◆ Available records

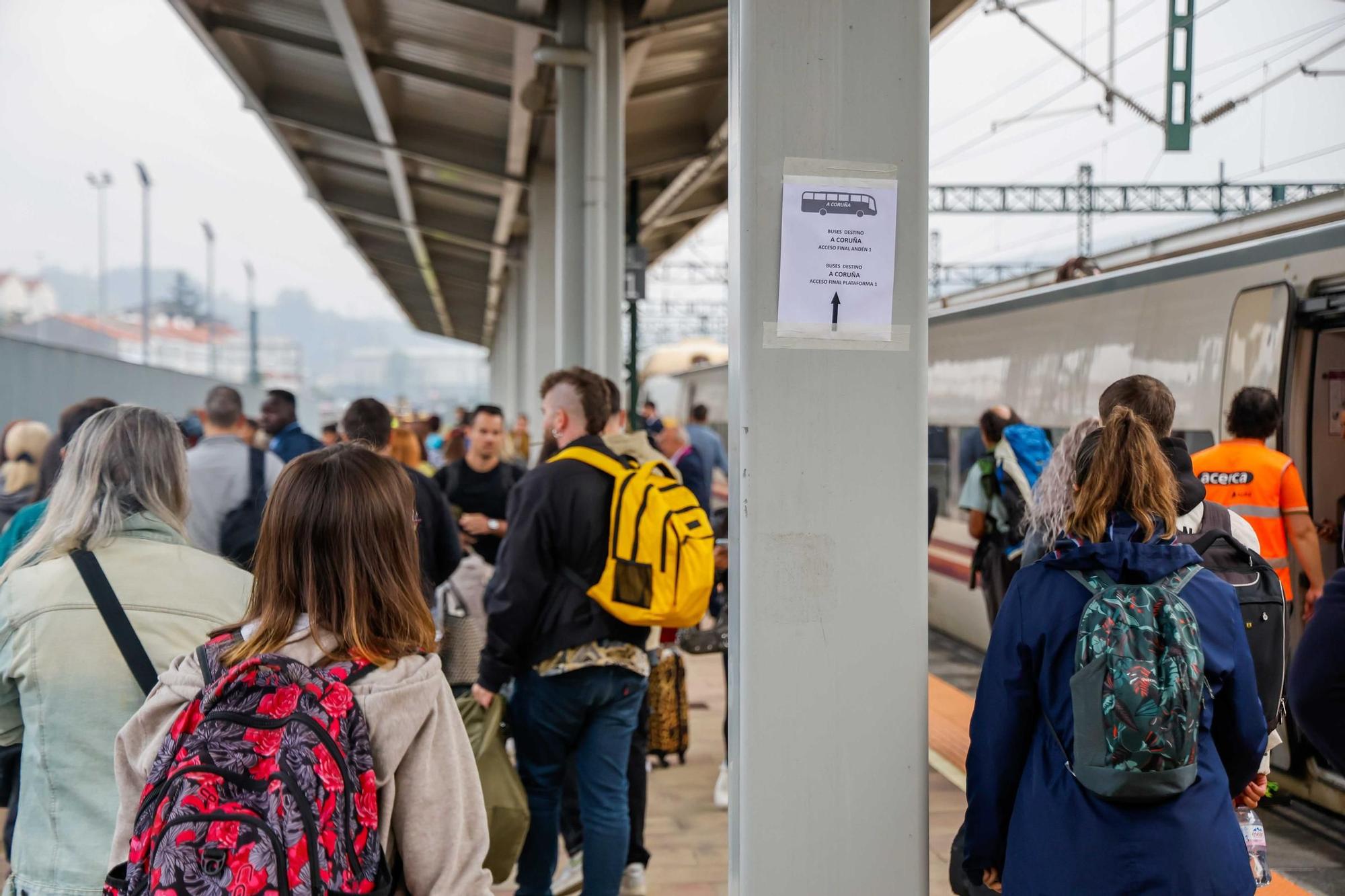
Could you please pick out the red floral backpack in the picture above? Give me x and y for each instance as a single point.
(264, 787)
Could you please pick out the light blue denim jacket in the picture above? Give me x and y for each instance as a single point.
(65, 690)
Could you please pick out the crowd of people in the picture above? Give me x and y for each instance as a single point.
(1124, 698)
(266, 620)
(223, 646)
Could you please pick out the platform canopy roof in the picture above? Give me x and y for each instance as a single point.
(416, 123)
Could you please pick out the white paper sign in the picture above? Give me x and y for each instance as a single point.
(839, 243)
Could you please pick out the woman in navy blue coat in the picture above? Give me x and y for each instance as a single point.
(1031, 826)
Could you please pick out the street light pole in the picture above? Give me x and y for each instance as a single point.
(254, 370)
(100, 184)
(210, 294)
(145, 261)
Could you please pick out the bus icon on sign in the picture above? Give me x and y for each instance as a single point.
(840, 204)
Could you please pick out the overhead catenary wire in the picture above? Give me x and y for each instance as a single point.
(1036, 73)
(1055, 124)
(1307, 157)
(1229, 106)
(1242, 73)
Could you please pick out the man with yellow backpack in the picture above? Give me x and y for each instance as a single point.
(599, 549)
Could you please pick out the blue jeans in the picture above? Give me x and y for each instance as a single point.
(590, 715)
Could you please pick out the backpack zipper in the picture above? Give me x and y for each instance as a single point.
(306, 811)
(617, 518)
(155, 795)
(278, 846)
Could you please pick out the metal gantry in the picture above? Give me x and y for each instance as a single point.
(1122, 198)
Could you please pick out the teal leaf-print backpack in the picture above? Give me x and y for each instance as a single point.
(1137, 689)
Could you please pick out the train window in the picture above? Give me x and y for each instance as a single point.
(938, 443)
(1256, 343)
(1196, 439)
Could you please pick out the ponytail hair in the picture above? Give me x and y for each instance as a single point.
(1121, 467)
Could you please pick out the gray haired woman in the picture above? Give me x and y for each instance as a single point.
(65, 688)
(1054, 495)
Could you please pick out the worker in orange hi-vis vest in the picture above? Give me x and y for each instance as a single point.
(1262, 485)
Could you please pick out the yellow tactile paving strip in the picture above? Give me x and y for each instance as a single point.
(950, 717)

◆ About this exercise
Reproduce each entry exactly, without the pictures.

◆ Exercise result
Could you please pick out the red floral backpack in the picture above? Give me x and y for each instance as a single point.
(264, 787)
Could you please pick out the light blue denim jacket in the picture above? Give me x and y for each instance as a single point.
(65, 690)
Could you please pick out the crowd of people in the picture above? Give me x and y for each instance as a single point.
(1124, 698)
(266, 620)
(223, 646)
Could you please pick out the platform canopy roof in the picture above? Give me x and y for each instance as a single point.
(416, 123)
Could you please pick out the white paper sign in the picture above? Give me x and y for each instance as a single point.
(839, 243)
Could you please pick out the woman in navy blue coat in the picture above? Give me x and y for each instance as a single point.
(1031, 826)
Could you please pick out the street light pole in the picture above? Give me x and y for each instance as a single point.
(254, 370)
(100, 184)
(210, 294)
(145, 261)
Could you please pick out the bus icon on sign in the picture above? Give me x and y for each instance as a single point.
(840, 204)
Could you please pick out the overhead catenary wire in the picture above? Give me x and y for each instance as a single point.
(1036, 73)
(1055, 124)
(1307, 157)
(1229, 106)
(1242, 73)
Could you please pick out the man with yellow backpack in the picture above? Give me x and y for each instance as a single point.
(599, 549)
Could you please pick out the blue jeans in the picture above? Give me x and y for each instance as a single point.
(590, 715)
Could you please pick out the backpack zipper in the picture above? Give me x and y for each instance as a single point.
(306, 811)
(617, 518)
(155, 795)
(278, 846)
Could you please pick out the metal gantry in the picture above? Give me x and y for each instance as a single point.
(1122, 198)
Could you please pick out the teal leaf-print backpack in the picture above? Give me x and y for each instance as a single point.
(1137, 689)
Could you please pick out the train window in the picture above? Give me x and y for each instance as a single point.
(938, 443)
(1256, 343)
(1196, 439)
Could you please pick out the ponytail hair in the picture above? Give me x and y for each instance as a single point.
(1121, 467)
Could you please pick out the gray haired woman in the picture above? Give me x and y for each instance as a single point.
(65, 688)
(1054, 495)
Could you please pick out the worker in orange hi-vis vest in the picture above? Give me x and y for each instance as a single point.
(1262, 485)
Could you please pick out the yellow tactile paving strip in the picture above? Give me x and y for each instance as a single point.
(950, 717)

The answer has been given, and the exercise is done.